Dataset entries:
=== Begin Enclosure ===

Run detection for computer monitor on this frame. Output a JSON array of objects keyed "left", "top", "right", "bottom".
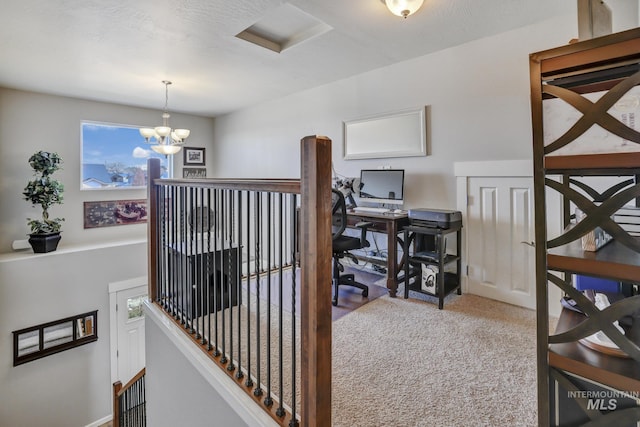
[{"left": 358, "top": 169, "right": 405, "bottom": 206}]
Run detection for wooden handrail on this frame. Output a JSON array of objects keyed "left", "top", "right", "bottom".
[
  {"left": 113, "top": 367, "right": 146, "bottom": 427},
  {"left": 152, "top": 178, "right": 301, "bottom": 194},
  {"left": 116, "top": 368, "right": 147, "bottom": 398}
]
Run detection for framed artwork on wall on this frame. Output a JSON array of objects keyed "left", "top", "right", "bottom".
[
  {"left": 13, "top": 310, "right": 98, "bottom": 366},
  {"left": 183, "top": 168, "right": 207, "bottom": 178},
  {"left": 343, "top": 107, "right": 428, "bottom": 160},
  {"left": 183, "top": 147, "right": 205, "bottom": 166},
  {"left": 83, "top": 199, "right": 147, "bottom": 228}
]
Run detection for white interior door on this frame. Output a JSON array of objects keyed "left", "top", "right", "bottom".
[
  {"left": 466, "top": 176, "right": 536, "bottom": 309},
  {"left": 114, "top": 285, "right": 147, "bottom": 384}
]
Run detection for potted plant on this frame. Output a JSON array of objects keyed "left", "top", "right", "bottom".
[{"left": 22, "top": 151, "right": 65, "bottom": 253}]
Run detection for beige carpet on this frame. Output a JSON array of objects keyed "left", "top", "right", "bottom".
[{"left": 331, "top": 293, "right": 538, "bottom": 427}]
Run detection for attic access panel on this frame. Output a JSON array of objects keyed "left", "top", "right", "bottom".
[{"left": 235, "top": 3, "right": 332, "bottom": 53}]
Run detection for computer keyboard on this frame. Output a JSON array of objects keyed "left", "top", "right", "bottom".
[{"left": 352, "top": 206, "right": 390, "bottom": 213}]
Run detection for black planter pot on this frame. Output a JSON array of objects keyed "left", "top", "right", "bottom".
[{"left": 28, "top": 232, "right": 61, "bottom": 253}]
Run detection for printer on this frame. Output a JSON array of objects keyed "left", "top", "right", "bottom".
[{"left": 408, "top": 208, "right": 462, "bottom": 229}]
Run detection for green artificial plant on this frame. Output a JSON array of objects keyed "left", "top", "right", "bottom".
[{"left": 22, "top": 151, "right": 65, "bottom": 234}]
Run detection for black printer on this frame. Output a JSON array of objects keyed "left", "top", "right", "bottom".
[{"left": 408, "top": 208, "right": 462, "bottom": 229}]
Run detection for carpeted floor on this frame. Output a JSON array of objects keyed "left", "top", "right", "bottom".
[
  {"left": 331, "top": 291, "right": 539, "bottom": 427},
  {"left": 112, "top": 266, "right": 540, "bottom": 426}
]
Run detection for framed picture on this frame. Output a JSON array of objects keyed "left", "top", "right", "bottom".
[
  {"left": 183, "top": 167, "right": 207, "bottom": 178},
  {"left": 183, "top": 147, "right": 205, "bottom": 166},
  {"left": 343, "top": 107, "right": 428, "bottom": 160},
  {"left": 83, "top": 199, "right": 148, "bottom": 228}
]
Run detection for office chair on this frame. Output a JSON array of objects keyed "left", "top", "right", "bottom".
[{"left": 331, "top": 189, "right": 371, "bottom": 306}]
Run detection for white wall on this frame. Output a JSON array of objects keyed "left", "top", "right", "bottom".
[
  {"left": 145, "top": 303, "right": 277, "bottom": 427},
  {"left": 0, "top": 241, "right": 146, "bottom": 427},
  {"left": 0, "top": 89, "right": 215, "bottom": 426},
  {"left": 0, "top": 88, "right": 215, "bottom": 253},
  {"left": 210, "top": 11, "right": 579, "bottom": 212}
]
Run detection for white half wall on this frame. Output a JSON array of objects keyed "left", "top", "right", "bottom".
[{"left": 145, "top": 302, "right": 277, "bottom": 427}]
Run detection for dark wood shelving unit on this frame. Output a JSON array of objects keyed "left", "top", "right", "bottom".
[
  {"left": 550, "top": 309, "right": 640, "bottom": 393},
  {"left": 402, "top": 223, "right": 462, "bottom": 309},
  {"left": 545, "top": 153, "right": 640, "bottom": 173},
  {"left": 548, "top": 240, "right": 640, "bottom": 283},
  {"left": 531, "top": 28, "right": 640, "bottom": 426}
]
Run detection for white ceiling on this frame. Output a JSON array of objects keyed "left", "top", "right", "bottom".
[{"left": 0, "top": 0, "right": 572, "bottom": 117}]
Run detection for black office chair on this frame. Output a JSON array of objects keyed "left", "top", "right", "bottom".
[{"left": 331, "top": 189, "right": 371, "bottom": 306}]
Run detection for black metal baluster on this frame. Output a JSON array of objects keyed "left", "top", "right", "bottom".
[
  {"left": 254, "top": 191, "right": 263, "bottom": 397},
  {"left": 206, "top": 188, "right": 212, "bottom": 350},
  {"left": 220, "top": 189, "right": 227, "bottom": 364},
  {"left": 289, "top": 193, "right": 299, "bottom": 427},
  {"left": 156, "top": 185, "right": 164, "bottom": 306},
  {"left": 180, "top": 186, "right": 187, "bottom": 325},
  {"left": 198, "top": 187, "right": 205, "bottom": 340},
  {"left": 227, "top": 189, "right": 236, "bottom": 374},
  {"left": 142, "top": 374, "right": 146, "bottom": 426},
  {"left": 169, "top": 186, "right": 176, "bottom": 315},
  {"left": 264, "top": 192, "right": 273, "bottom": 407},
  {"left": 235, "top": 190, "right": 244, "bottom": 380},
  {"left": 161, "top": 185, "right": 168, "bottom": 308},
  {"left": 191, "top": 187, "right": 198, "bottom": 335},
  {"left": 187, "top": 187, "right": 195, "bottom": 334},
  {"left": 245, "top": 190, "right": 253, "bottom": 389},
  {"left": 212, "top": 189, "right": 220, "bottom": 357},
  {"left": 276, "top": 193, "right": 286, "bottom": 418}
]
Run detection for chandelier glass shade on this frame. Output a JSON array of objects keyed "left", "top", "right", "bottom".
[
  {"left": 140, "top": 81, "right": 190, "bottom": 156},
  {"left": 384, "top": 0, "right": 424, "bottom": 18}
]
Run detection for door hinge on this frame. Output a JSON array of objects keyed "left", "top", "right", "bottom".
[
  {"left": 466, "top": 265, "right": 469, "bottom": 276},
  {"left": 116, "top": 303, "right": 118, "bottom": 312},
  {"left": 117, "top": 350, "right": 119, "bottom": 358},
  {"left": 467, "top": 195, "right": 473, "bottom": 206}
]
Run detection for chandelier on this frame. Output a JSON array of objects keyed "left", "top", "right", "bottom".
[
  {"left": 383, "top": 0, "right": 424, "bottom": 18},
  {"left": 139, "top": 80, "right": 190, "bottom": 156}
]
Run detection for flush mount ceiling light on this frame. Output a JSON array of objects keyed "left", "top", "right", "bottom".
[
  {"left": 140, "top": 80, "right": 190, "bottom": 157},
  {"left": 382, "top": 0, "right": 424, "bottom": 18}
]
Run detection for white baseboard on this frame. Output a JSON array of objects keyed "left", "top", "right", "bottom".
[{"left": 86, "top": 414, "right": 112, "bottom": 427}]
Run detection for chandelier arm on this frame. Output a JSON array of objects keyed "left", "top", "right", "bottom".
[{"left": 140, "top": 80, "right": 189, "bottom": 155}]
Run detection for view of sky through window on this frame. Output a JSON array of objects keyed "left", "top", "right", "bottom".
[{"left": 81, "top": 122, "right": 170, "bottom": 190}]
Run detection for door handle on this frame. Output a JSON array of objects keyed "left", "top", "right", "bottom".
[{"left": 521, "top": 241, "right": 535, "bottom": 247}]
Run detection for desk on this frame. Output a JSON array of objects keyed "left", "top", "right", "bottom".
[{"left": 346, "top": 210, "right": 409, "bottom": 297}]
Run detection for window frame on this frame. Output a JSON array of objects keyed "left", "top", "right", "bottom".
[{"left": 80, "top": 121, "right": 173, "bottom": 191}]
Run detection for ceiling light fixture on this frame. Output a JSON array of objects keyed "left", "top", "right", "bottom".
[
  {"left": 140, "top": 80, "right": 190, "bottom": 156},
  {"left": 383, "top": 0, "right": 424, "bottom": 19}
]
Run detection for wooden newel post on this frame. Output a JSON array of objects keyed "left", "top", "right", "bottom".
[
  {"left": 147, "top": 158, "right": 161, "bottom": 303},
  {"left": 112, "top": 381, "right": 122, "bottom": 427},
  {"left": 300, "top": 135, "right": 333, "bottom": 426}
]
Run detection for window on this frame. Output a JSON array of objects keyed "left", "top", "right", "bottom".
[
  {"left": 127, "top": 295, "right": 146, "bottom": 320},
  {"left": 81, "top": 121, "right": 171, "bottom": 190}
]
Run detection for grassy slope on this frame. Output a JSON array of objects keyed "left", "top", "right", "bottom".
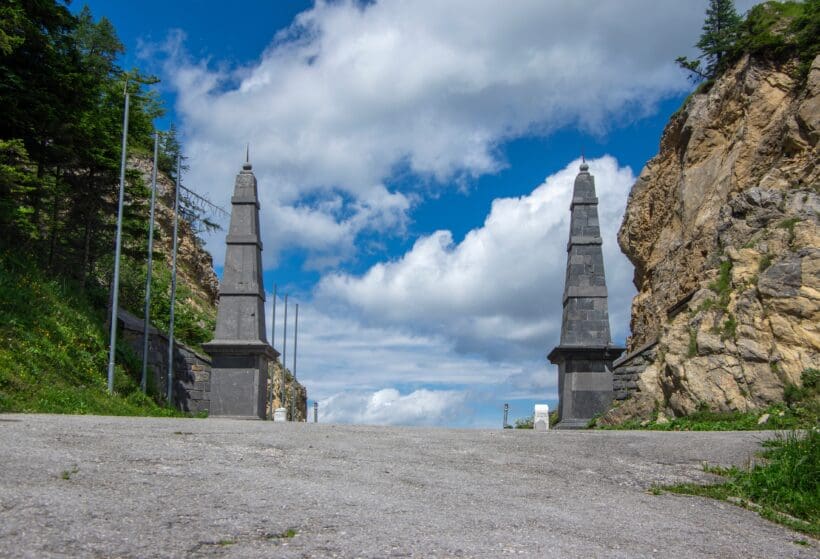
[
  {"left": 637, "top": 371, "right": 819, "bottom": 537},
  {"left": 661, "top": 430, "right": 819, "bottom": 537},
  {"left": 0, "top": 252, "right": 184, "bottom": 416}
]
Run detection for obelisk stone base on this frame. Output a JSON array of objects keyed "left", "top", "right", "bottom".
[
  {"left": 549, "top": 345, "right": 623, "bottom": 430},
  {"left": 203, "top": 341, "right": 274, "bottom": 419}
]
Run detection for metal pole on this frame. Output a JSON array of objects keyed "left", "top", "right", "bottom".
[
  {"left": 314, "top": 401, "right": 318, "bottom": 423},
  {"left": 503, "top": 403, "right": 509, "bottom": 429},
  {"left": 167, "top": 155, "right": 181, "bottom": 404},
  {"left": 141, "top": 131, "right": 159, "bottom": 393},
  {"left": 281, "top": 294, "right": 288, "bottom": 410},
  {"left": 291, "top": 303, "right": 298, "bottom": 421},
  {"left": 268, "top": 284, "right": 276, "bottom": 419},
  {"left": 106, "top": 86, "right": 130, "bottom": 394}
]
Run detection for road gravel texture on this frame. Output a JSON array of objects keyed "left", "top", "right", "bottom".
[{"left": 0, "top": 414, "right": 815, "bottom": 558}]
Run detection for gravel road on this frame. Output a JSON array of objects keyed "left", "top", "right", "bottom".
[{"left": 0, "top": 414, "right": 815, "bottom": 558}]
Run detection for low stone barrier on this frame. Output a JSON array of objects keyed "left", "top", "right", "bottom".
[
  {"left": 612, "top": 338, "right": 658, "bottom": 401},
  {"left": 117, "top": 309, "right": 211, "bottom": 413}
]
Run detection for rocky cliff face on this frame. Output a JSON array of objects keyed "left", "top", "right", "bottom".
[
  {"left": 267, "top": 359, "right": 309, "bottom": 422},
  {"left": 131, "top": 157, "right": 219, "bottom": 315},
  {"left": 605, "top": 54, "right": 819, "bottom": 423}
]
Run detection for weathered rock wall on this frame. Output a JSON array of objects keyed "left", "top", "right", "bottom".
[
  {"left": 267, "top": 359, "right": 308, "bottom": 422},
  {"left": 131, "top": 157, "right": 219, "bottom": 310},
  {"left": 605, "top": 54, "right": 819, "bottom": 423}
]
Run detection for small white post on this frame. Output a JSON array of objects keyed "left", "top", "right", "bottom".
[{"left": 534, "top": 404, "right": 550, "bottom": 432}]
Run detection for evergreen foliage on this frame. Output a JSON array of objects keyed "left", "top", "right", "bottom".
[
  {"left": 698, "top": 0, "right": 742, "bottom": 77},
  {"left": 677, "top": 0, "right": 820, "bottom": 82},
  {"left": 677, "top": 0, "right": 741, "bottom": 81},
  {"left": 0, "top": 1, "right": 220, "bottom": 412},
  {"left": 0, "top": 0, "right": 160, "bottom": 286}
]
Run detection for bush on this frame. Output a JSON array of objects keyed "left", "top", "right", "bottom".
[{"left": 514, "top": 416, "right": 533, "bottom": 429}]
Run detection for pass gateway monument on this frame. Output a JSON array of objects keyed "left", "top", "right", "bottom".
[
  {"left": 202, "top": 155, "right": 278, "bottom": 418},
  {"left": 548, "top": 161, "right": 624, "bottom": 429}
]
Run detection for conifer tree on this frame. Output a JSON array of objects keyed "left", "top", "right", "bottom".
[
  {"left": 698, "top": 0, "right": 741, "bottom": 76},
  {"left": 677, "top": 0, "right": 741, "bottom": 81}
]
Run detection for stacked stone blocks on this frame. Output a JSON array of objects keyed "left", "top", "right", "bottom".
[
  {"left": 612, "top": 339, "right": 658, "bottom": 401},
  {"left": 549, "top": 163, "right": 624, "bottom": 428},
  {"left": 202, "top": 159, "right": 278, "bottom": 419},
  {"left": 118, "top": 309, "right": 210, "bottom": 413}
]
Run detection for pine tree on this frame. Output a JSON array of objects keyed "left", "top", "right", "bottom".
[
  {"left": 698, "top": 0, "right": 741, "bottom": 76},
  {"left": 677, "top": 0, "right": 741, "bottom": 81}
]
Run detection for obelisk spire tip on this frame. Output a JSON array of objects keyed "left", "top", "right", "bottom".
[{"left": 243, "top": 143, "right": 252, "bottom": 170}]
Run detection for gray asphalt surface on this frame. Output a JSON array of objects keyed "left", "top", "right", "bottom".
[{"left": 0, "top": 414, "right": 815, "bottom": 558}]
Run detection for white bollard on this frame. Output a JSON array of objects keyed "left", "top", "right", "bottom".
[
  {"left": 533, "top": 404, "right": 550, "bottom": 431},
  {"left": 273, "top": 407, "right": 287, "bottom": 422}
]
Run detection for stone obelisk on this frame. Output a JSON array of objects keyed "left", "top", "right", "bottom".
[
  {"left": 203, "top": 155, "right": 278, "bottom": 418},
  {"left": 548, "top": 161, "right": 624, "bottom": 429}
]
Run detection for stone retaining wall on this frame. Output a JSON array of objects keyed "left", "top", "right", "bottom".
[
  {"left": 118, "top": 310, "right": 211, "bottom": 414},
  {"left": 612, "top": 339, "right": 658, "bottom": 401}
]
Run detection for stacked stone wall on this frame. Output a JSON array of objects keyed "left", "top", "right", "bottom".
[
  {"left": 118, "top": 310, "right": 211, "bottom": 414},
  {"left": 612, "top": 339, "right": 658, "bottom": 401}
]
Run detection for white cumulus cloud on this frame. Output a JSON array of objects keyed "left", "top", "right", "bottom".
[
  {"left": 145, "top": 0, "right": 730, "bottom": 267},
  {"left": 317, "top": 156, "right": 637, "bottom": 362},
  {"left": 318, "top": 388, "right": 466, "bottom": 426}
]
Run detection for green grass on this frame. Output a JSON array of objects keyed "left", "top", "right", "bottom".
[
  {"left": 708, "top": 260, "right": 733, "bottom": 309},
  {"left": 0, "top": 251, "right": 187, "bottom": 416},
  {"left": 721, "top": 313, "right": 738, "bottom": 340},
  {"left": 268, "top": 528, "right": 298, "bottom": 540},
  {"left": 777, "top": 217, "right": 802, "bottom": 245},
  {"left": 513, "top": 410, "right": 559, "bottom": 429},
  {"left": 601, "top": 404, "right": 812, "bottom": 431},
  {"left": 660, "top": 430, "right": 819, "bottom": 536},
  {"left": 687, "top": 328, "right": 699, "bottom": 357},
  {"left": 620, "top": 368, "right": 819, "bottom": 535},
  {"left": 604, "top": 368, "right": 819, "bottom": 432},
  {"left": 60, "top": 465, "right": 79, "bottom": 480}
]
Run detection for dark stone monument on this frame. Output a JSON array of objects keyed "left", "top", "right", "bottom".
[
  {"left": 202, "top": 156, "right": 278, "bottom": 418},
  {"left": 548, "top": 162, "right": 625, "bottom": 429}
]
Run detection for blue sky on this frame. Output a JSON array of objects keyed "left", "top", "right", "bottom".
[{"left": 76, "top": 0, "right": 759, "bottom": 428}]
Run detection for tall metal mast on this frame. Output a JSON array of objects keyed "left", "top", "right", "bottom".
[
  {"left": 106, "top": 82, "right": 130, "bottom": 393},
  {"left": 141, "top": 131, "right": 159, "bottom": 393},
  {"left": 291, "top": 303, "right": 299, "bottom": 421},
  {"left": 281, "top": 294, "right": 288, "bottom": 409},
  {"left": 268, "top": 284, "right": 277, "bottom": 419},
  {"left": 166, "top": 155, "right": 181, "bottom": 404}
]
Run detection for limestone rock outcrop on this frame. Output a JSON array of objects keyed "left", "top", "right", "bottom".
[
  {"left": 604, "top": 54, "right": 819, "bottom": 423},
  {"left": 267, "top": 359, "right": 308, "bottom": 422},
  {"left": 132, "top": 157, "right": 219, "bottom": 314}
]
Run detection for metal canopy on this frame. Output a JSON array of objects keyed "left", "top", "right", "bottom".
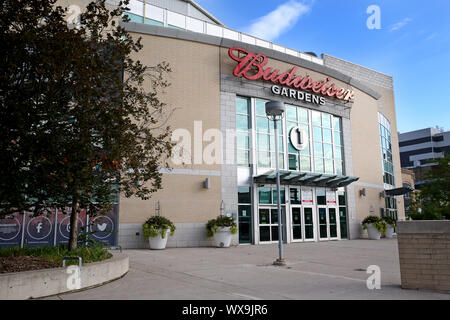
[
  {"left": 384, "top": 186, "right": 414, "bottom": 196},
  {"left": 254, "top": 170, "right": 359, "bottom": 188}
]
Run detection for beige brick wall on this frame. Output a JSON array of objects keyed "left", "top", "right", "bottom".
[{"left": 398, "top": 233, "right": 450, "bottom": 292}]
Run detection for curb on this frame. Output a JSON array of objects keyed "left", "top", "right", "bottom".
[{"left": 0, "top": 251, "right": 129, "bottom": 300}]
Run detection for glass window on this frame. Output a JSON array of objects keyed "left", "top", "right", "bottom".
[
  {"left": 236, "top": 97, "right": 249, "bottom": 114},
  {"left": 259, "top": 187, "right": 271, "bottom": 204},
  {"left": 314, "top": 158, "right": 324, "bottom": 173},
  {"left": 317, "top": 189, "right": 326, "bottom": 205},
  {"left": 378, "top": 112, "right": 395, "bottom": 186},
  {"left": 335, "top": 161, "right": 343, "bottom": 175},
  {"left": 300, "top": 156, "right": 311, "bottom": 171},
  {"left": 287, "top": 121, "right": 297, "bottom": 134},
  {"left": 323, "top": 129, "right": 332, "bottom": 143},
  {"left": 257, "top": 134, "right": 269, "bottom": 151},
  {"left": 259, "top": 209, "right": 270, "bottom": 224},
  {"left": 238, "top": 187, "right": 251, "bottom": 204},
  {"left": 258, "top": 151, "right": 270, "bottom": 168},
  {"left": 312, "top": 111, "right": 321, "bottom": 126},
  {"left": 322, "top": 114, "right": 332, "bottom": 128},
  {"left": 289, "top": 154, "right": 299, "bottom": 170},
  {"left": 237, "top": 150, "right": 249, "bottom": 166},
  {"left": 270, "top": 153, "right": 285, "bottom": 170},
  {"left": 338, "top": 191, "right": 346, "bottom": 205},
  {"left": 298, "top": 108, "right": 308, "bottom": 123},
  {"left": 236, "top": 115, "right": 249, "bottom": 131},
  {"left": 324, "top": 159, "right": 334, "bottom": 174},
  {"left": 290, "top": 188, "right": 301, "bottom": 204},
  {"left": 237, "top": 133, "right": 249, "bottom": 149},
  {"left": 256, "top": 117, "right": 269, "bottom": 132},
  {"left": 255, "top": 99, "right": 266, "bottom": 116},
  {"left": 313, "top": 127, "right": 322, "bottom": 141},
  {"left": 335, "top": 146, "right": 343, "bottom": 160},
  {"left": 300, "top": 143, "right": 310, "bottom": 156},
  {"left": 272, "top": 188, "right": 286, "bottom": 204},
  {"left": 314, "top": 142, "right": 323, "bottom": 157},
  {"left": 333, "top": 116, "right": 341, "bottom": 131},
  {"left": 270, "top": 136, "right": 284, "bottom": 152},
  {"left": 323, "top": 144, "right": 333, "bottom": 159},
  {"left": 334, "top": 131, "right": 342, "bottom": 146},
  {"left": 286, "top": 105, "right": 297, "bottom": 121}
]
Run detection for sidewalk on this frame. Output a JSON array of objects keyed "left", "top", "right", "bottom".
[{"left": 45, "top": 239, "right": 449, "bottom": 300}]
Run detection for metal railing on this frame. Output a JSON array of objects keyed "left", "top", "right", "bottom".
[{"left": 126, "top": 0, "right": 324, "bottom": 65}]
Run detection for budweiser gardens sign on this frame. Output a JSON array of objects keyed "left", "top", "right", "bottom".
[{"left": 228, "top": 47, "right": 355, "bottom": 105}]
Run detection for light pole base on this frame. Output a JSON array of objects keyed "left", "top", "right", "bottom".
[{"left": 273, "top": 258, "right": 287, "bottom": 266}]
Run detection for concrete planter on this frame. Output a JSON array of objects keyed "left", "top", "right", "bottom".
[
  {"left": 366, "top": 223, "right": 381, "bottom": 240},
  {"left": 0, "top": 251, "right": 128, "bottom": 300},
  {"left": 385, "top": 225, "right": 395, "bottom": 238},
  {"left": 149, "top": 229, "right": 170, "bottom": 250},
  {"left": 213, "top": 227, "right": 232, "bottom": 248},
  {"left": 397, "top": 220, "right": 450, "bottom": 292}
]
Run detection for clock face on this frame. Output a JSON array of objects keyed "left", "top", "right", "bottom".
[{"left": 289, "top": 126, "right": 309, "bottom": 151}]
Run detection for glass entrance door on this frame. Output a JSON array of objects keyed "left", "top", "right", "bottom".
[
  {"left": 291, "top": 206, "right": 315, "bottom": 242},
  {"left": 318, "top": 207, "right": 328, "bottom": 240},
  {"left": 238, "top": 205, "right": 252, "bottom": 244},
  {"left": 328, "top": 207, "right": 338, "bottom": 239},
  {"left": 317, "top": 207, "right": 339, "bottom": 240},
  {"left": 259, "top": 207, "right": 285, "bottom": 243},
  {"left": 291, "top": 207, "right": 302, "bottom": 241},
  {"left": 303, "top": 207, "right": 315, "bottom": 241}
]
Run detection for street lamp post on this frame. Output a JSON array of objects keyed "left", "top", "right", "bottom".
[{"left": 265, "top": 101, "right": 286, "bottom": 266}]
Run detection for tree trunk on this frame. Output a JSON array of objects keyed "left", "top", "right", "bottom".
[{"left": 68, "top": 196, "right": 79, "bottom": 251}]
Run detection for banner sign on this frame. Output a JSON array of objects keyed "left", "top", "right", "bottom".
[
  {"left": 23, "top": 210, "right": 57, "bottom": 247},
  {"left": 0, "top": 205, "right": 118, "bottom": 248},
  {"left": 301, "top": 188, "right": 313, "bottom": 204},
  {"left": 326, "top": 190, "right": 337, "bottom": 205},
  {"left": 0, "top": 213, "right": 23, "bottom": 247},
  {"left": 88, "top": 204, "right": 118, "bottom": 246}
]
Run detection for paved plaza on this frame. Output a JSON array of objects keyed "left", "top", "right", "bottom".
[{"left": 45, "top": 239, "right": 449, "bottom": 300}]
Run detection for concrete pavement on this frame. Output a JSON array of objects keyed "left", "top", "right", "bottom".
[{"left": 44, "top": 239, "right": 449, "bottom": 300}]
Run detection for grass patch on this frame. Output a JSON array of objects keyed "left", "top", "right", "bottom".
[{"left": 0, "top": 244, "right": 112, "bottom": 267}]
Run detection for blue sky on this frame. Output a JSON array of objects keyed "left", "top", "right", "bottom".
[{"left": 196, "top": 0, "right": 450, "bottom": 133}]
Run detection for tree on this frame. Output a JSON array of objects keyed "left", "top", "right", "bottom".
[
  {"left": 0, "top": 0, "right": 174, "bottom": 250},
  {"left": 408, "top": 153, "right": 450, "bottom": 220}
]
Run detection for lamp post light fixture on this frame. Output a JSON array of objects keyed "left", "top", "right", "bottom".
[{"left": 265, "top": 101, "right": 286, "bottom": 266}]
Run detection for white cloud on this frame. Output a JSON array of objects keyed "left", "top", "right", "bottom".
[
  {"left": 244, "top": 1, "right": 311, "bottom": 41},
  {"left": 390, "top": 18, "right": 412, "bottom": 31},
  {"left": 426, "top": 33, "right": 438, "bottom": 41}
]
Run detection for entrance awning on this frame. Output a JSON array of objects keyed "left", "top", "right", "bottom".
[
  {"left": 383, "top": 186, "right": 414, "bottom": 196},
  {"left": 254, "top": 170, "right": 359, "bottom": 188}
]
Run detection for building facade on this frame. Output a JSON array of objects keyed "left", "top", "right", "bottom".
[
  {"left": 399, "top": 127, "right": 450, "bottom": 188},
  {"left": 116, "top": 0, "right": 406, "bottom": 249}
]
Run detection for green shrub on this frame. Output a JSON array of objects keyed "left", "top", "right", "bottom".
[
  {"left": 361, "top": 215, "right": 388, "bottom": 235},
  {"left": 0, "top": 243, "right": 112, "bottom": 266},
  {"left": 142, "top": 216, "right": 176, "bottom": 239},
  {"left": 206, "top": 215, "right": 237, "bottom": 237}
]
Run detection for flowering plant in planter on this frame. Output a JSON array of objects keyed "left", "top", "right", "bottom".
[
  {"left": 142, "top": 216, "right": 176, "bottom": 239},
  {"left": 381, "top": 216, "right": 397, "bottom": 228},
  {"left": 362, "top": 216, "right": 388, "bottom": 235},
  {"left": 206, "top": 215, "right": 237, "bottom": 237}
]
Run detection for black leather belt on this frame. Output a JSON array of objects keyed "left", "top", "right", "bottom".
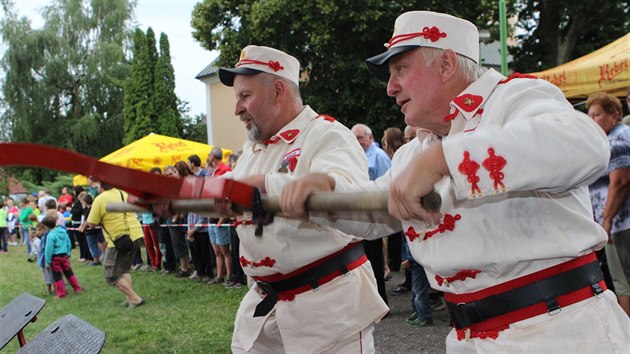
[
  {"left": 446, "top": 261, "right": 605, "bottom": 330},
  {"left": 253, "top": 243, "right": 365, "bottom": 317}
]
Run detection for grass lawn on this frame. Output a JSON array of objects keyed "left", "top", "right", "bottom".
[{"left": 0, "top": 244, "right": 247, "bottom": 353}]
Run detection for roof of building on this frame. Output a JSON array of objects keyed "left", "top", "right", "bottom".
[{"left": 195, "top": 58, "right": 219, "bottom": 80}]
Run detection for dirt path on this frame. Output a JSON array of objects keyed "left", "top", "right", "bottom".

=== End Enclosure ===

* _EXERCISE DESCRIPTION_: Copy exactly the lines from the line containing "Run detection for black leather" through the last line of the records, both included, and omit every picture.

* _EXERCISE ANSWER_:
Run detection for black leather belt on this frame. Output a JSON array of objects keyed "left", "top", "right", "bottom".
[
  {"left": 446, "top": 261, "right": 605, "bottom": 330},
  {"left": 253, "top": 243, "right": 365, "bottom": 317}
]
Run detection for grass lawn on this frame. Output a JSON array of objects keyed "left", "top", "right", "bottom".
[{"left": 0, "top": 244, "right": 247, "bottom": 353}]
Run detection for roof of building on this frame. Output a JSON array of objects keyed "left", "top", "right", "bottom".
[{"left": 195, "top": 58, "right": 219, "bottom": 80}]
Run detection for dirt path on this frame. Output a JSON array of objects keyed "left", "top", "right", "bottom".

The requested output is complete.